[Records excerpted from a collection]
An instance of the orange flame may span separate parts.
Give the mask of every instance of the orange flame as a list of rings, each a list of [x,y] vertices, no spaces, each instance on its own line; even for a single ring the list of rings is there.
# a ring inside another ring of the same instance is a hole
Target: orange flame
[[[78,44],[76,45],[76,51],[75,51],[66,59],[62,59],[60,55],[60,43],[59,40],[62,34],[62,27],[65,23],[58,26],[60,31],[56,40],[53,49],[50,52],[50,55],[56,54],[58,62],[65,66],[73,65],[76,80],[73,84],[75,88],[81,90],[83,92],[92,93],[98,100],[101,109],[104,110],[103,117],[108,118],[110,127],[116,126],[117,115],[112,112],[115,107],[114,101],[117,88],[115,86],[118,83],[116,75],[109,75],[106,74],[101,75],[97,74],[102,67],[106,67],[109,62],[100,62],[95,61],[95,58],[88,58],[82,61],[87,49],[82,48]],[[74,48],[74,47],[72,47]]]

● What you have to do: Rewrite every line above in full, requests included, shifting each vertex coordinate in the answers by adding 101 to it.

● Written answer:
An instance of the orange flame may span separate parts.
Give the mask of every instance of the orange flame as a list of rings, each a list of [x,y] vertices, no spaces, each instance on its own line; even for a single ring the list of rings is there.
# a ring inside another ring of the same instance is a hole
Target: orange flame
[[[179,145],[177,146],[177,152],[176,152],[167,160],[163,160],[161,156],[161,144],[160,141],[163,135],[163,128],[166,124],[159,127],[161,132],[157,141],[154,150],[151,153],[151,156],[157,155],[159,163],[166,167],[174,166],[177,181],[174,185],[176,189],[182,191],[184,193],[193,194],[199,201],[202,210],[205,211],[204,218],[209,219],[211,228],[217,227],[218,216],[213,213],[216,208],[215,202],[218,189],[216,187],[219,184],[217,176],[210,176],[207,175],[202,176],[198,175],[203,168],[207,168],[210,163],[201,163],[196,162],[196,159],[189,159],[183,162],[188,150],[183,149]],[[175,149],[175,148],[173,148]]]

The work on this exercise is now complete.